───── Text section ─────

If you want the average density along the line of sight you could use the weight field "Ones", which would simply integrate the density as without a weight and divide it by the total path length.

Of course, it would be even simpler if you took the unweighted projection and divided it by the path length, as I just realized while writing this response. :)

On Jun 11, 2012, at 5:27 PM, Geoffrey So wrote:

Thanks for the explanations, but I think I'm still confused about something and want a bit more clarifications,

I thought when I'm projecting density, I'm doing (Density1 + Density2 +...), which is obviously wrong because I forgot about the Length dimention, so it should be:

Density1 * L1 + Density2 * L2 + ... = units of g/cm^2

When I'm projecting density with density as weight, I would think I would then be doing:

(Density1**2 * L1 + Density2**2 * L2 +...)/(Density1 + Density2 + ...) =  units of g/cm^2

But according to Sam, the units of weighted should be g/cm^3, where the role of v and w is switched.  "v": O(Density) is the value, and "w": O(Density)*O(L) is the weight.  And thus we get a projection weighted Density cell value in units of g/cm^3 instead of g/cm^2.  Shouldn't the weighting not change the units, or am I confusing projection weighted density with density weighted projection?

─────

▶ [Given instruction 1] Lay out the lines of the rows as a Markdown table with the columns Nr and Line, starting with the line containing "of the herb" and going on through the last line of the rows, both included, and leaving out blank lines.
▶ [Given instruction 2] Proceed with the email thread on density projection units, picking up right after its last sentence.
The email exchange above and the rows that follow come from unrelated sources.

───── Extracted material ─────

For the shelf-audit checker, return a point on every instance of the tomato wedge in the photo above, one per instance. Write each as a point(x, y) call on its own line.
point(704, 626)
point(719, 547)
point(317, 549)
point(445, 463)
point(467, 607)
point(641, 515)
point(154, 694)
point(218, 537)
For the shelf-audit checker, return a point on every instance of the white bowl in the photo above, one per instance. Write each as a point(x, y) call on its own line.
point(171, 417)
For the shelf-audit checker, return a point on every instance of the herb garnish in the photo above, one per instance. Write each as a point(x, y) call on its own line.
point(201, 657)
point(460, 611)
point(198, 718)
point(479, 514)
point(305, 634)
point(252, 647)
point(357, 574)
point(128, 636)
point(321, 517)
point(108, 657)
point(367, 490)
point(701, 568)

─────

▶ [Written response 1]
| Nr | Line |
|---|---|
| 1 | For the shelf-audit checker, return a point on every instance of the herb garnish in the photo above, one per instance. Write each as a point(x, y) call on its own line. |
| 2 | point(201, 657) |
| 3 | point(460, 611) |
| 4 | point(198, 718) |
| 5 | point(479, 514) |
| 6 | point(305, 634) |
| 7 | point(252, 647) |
| 8 | point(357, 574) |
| 9 | point(128, 636) |
| 10 | point(321, 517) |
| 11 | point(108, 657) |
| 12 | point(367, 490) |
| 13 | point(701, 568) |

▶ [Written response 2]
I've never done unweighted projections, so I kept using the units of the field (g/cm^3 in case of Density), those units seems right or have I been wrong all along?

From
G.S.


On Mon, Jun 11, 2012 at 1:32 PM, Sam Skillman <samskillman@gmail.com> wrote:
Geoffrey, if it helps, in the continuum limit, a weighted projection along the z direction is (v is the field, w is the weight):
Inline image 1
whereas unweighted is:
Inline image 4
For your example, the order of magnitude of your result would be O(density)**2*O(L)/O(density)*O(L) = O(density) for the weighted projection.  The unweighted is just O(density)*O(L).

Sam


On Mon, Jun 11, 2012 at 2:12 PM, Matthew Turk <matthewturk@gmail.com> wrote:
Hi Geoffrey,

On Mon, Jun 11, 2012 at 4:10 PM, Geoffrey So <gsiisg@gmail.com> wrote:
> Hi, sorry for asking a dumb question, but when I do a projection of density
>
> field = "Density"
> proj = pf.h.proj(direction, field, weight_field=field)
>
> the numbers I get are ~1e-28
>
> but when I do
> proj = pf.h.proj(direction, field, weight_field=None)
>
> the numbers become ~1e-4
>
> this is a 64 cube simulation, if I were to multiply 64 * 1e-28 for a
> projection with no weighting, shouldn't I still get numbers on the order of
> 1e-26 or 1e-27?  I'm guessing there's something I've misunderstood about
> pf.h.proj.  Am I missing like a CGS conversion factor when I don't weight it
> by some field?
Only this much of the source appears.